==== Belge Bölümü ====

Kitabı, diğer akademik eserlerden ayıran belki de en önemli özelliği, sonuç yerine bu kutsal zaferin öneminin yer almasıdır. Çünkü bu zaferin önemi ortaöğretim müfredatından öğrendiğimiz ve zihnimize kazıdığımız “Anadolu’nun kapılarını açan…” cümlesinden ibaret değildir. O halde gelin, kısaca müellifin cümleleri ile bu zaferin öneminin şuuruna varalım.

Sonuç yerine Malazgirt’in önemi

İslam dünyasına tarihsel bir mira yaratmışlar. Şii-Sünni mücadelesini sona erdirip, Bizans karşısındaki duraklamanın sona ermesini sağlamışlardır. Önce Büyük Selçuklular, daha sonra Türkiye Selçukluları ve Anadolu Beylikleri, en sonunda ise Osmanlılar Bizans’ı kademe kademe gerileterek tarihten silmişlerdir. Selçuklular ile başlayan bu mücadele 1453’te İstanbul’un fethine kadar devam etmiştir. Anadolu coğrafyasının Türkleştirilmesi ve İslamlaştırılması Malazgirt zaferi ile gerçekleşmiştir. Hem Türk ve İslam hem de dünya tarihinin bir dönüm noktası olarak görülmektedir. Bu zaferin, 4 yıl sonra İznik’te, Türkiye Selçuklu Devleti’nin kurulmasında payı vardır. Malazgirt ile Bizans gerileme sürecine girmiş, bir daha toparlanamamıştır. Son olarak Selçuklu alanında yeterli çalışmalar yapılmadığına değinen yazar, bu zaferin daha fazlasını hak ettiğini düşünmektedir.

====

Uygulama Yönergeleri>
- a) Malazgirt zaferinin önemine ilişkin metinde "İslam dünyasına tarihsel" sözcükleriyle açılıp "hak ettiğini düşünmektedir." sözcükleriyle kapanan kısmı, "kademe kademe" ifadesinin yerine "adım adım" koyarak yeniden yazınız.
- b) Malazgirt zaferinin önemine ilişkin metne göre aşağıdaki soruları yanıtlayınız.
(i) Kitabı diğer akademik eserlerden ayıran belki de en önemli özellik nedir?
(ii) Selçuklular ile başlayan mücadele hangi olaya kadar sürmüştür?
(iii) Zaferden 4 yıl sonra nerede hangi devlet kurulmuştur?
- c) Malazgirt zaferinin önemine ilişkin metni, gösterilen son cümleden sonra gelecek biçimde sürdürünüz.

==== Ham Kayıtlar ====

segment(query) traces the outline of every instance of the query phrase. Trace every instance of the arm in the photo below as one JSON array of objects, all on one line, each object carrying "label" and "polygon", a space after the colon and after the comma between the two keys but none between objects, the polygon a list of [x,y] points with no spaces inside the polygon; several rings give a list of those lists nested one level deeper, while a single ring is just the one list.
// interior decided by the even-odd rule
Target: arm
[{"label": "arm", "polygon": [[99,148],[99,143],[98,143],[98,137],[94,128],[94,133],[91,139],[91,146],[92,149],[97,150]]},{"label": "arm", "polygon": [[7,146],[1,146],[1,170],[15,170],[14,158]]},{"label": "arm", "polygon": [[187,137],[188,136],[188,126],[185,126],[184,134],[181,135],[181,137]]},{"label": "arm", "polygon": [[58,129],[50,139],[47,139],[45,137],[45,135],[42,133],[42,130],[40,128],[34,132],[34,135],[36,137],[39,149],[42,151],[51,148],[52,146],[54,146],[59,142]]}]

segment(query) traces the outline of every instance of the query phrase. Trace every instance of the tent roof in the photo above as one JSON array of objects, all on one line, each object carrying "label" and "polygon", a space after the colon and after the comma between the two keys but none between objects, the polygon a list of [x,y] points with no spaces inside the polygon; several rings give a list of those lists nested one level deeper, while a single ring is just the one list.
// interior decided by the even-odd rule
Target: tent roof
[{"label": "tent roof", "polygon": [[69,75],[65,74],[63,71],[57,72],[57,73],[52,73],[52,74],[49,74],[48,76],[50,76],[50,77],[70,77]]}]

====

Görevlere Göre Yanıtlar>
- a)
İslam dünyasına tarihsel bir mira yaratmışlar. Şii-Sünni mücadelesini sona erdirip, Bizans karşısındaki duraklamanın sona ermesini sağlamışlardır. Önce Büyük Selçuklular, daha sonra Türkiye Selçukluları ve Anadolu Beylikleri, en sonunda ise Osmanlılar Bizans’ı adım adım gerileterek tarihten silmişlerdir. Selçuklular ile başlayan bu mücadele 1453’te İstanbul’un fethine kadar devam etmiştir. Anadolu coğrafyasının Türkleştirilmesi ve İslamlaştırılması Malazgirt zaferi ile gerçekleşmiştir. Hem Türk ve İslam hem de dünya tarihinin bir dönüm noktası olarak görülmektedir. Bu zaferin, 4 yıl sonra İznik’te, Türkiye Selçuklu Devleti’nin kurulmasında payı vardır. Malazgirt ile Bizans gerileme sürecine girmiş, bir daha toparlanamamıştır. Son olarak Selçuklu alanında yeterli çalışmalar yapılmadığına değinen yazar, bu zaferin daha fazlasını hak ettiğini düşünmektedir.

- b)
(i) Sonuç yerine bu kutsal zaferin öneminin yer alması.
(ii) 1453'te İstanbul'un fethine kadar.
(iii) İznik'te Türkiye Selçuklu Devleti.

- c)
Eser, Orta Çağ meraklıları için vazgeçilmez bir nimettir. Çünkü bu eser ile birlikte sadece olayları öğrenmenin ötesinde, her iki pencereden de bakma fırsatı bulabilirsiniz. Müellif, her bir olayın hangi dönem kaynağında nasıl geçtiğini, modern tarihçilerin düşüncelerini ve en sonunda kendi fikrini beyan etmesi ile okuyucunun sentez kurmasına imkân tanımıştır. Hal böyle iken okuyucuda yorum gücü daha da güçlenecektir. Bunun yanı sıra kaynak zenginliği nedeniyle eser, araştırmacılara “kaynak kitap” vazifesi de görmektedir. Salt bahsi geçen eserden ziyade, hocamızın diğer eserlerinde de aynı manzara ile karşılaşmaktayız. Kütüphanelerin olmazsa olmazı gördüğüm bu eseri; okumayı, araştırmayı seven herkese ve özellikle bölümdaşlarıma şiddetle tavsiye ederim. Kendisinin öğrencisi konumuna eriştiğim ve üç yıldır öğrencisi olduğum saygıdeğer Doç. Dr. Mustafa Alican hocama bu ve diğer eserlerini tarih literatürüne kazandırdığı ve kitabımı imzaladığı için çok teşekkür ediyorum.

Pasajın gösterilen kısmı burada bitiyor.